Written task:
Below are some entries. Return exactly the lines from the one with "of the oval" through the final line, leaving out any pictures.

(Named-object pointing records)

^^^^^^^^

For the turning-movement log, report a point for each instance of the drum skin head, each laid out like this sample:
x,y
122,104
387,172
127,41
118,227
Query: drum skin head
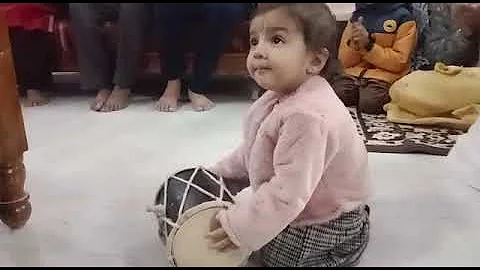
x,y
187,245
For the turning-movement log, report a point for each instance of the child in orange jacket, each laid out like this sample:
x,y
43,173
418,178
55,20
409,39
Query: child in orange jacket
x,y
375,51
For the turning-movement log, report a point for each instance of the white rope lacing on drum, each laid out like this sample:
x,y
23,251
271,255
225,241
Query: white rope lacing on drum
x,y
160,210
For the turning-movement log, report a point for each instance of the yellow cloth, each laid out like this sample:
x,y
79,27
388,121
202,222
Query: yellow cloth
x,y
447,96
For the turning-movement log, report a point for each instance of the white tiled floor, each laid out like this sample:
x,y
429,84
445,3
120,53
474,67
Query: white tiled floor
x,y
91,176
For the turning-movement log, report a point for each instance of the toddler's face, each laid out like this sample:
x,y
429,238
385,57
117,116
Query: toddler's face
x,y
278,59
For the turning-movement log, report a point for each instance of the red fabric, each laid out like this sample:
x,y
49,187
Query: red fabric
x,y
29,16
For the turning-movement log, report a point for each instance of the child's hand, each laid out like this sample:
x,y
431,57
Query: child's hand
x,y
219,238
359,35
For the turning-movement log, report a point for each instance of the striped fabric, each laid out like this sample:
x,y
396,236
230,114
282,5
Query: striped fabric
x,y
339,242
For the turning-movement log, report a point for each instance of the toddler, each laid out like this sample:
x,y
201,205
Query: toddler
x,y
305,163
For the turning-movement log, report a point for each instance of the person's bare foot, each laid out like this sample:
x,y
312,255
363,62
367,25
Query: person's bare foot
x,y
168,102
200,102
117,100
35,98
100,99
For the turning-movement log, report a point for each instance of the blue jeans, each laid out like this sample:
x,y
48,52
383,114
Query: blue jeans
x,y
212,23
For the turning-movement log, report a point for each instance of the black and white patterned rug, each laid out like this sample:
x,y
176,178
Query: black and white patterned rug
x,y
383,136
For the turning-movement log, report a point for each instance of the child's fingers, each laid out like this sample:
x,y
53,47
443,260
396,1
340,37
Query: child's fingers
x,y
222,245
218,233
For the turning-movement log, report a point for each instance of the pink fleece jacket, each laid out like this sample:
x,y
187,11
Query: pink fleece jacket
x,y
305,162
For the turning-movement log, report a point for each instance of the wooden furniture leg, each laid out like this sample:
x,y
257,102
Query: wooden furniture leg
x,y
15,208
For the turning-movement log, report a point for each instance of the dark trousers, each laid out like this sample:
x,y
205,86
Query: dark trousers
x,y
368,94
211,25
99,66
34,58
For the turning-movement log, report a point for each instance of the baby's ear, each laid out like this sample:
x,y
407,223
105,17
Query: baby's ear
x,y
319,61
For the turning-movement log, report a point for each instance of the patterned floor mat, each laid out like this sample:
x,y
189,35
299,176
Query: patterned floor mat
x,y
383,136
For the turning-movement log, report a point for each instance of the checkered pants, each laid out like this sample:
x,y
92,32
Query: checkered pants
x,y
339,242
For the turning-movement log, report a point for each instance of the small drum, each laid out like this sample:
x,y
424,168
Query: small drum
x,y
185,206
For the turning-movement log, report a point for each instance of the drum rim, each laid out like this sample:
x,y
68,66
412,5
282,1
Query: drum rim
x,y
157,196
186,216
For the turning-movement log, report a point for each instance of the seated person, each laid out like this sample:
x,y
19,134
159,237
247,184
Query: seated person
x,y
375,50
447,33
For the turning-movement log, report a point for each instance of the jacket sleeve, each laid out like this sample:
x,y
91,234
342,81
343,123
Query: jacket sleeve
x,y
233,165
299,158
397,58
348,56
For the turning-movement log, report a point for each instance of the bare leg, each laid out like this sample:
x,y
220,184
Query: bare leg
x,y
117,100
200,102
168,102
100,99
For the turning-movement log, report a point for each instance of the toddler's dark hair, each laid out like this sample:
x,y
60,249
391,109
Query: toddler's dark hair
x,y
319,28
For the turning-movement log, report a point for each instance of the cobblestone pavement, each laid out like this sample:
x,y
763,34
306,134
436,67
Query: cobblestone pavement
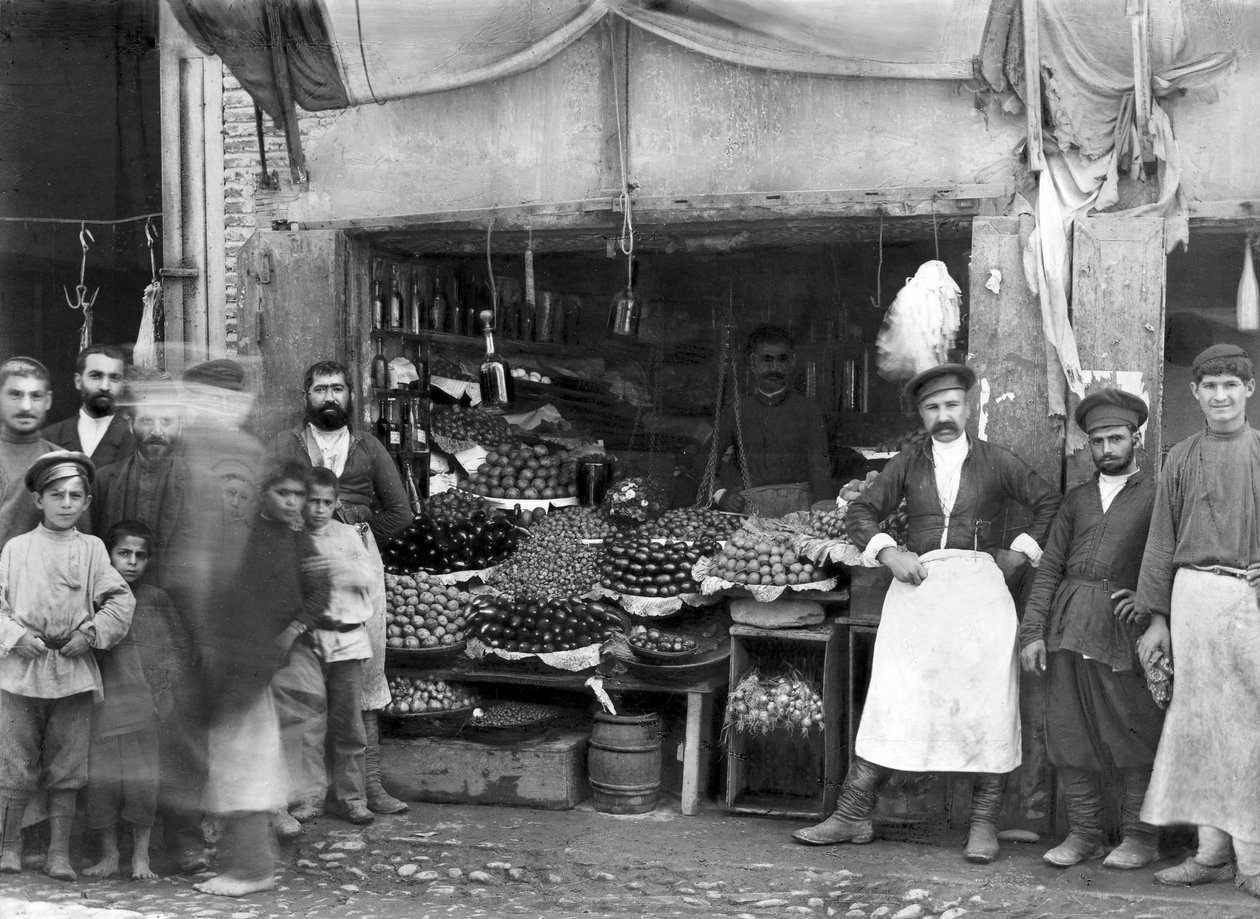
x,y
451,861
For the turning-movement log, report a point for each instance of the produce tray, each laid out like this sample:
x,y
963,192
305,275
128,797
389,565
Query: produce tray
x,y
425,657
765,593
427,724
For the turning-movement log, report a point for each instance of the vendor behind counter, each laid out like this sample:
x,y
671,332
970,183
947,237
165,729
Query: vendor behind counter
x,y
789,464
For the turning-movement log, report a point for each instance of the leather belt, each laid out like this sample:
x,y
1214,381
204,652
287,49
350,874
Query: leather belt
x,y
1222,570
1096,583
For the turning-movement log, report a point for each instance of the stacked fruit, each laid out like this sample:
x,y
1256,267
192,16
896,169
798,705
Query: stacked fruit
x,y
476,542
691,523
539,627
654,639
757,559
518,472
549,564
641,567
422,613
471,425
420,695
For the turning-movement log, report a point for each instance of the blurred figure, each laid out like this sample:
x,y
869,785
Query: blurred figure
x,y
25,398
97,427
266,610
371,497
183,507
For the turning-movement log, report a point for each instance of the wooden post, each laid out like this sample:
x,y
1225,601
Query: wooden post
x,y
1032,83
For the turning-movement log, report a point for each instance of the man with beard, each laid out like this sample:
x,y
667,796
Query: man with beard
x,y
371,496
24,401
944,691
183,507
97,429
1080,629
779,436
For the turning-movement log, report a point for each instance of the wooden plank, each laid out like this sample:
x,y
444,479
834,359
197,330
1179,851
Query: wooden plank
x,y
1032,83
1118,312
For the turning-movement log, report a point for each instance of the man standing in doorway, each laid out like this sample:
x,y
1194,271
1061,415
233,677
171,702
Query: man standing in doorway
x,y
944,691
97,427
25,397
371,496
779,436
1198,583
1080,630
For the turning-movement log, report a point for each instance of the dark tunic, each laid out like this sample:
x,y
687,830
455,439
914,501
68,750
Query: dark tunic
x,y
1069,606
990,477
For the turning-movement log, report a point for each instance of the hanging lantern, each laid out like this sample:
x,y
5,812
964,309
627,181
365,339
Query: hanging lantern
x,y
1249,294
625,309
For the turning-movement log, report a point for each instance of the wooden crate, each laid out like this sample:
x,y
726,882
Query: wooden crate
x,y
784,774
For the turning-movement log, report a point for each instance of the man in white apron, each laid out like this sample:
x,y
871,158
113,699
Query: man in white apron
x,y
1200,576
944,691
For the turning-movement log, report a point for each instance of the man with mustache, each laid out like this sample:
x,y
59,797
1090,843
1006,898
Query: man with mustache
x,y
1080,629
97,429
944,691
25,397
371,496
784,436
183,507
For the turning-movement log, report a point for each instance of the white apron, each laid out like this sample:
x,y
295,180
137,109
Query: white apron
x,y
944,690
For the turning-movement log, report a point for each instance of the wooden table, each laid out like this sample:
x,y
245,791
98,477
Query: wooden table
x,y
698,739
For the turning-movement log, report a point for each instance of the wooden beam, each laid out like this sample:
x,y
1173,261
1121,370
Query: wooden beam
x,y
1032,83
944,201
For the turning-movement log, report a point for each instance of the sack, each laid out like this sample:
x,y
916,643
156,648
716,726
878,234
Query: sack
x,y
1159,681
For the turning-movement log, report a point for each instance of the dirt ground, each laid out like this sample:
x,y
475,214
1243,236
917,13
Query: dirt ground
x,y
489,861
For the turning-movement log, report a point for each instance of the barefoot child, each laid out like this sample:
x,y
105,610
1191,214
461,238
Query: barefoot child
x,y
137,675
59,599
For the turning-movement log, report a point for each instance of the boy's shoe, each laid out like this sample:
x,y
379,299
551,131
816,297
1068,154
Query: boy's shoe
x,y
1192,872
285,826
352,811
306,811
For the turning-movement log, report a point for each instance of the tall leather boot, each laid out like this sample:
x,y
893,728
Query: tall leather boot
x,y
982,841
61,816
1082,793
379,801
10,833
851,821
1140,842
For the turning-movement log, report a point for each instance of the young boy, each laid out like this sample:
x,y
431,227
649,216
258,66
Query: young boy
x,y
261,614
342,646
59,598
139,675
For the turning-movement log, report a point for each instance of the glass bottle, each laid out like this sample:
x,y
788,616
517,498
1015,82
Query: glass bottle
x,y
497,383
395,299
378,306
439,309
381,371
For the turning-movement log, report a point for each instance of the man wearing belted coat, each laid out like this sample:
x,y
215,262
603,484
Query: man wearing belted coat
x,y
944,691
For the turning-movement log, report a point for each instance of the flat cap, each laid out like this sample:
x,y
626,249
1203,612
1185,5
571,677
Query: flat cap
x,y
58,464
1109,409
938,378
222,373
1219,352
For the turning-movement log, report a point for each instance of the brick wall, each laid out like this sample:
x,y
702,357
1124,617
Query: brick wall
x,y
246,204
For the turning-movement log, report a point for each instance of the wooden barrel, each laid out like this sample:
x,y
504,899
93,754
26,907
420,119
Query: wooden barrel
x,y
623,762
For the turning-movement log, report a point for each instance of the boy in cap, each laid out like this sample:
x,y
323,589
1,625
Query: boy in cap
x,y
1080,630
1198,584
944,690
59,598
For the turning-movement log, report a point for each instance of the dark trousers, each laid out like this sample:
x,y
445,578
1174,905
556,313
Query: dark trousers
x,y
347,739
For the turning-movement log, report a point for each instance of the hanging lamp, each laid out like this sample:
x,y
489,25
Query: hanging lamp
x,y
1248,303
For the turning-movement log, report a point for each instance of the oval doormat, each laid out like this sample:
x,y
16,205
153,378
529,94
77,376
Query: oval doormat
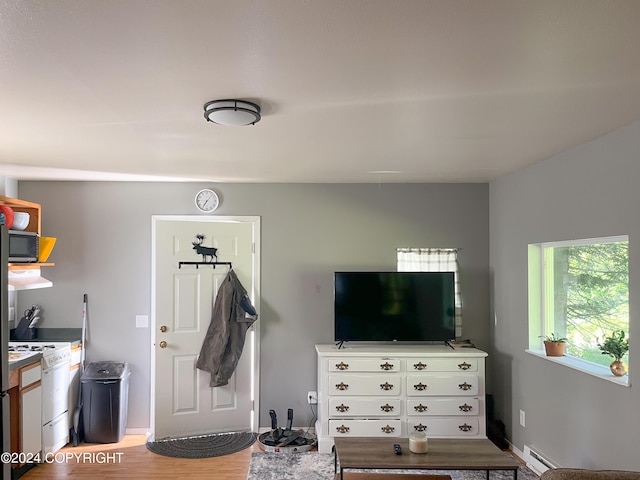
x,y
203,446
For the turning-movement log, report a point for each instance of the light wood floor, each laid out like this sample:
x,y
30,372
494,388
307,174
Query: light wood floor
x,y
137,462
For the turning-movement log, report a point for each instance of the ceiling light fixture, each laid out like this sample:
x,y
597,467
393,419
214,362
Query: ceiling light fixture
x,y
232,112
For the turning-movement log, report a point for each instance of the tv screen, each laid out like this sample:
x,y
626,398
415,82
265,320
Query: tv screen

^^^^^^^^

Expected answer:
For the turning-movement log, report a point for each instance of the oval doormat, each laid out like this sample:
x,y
16,205
153,378
529,94
77,376
Query: oval doormat
x,y
203,446
For the turning-movement log, report a point for each instance of the light wood floor, each laid out like this sample:
x,y
30,372
494,388
307,174
Query: light wood floor
x,y
137,462
For the turning-movement log, report a point for each instance of the ceiling light fixture, each laid out like this sample:
x,y
597,467
393,419
214,362
Query: ceiling light fixture
x,y
232,112
For the turning-movement log, report a point for each instance of the tv screen, each laid out like this sample:
x,y
626,398
415,82
265,320
Query: tv screen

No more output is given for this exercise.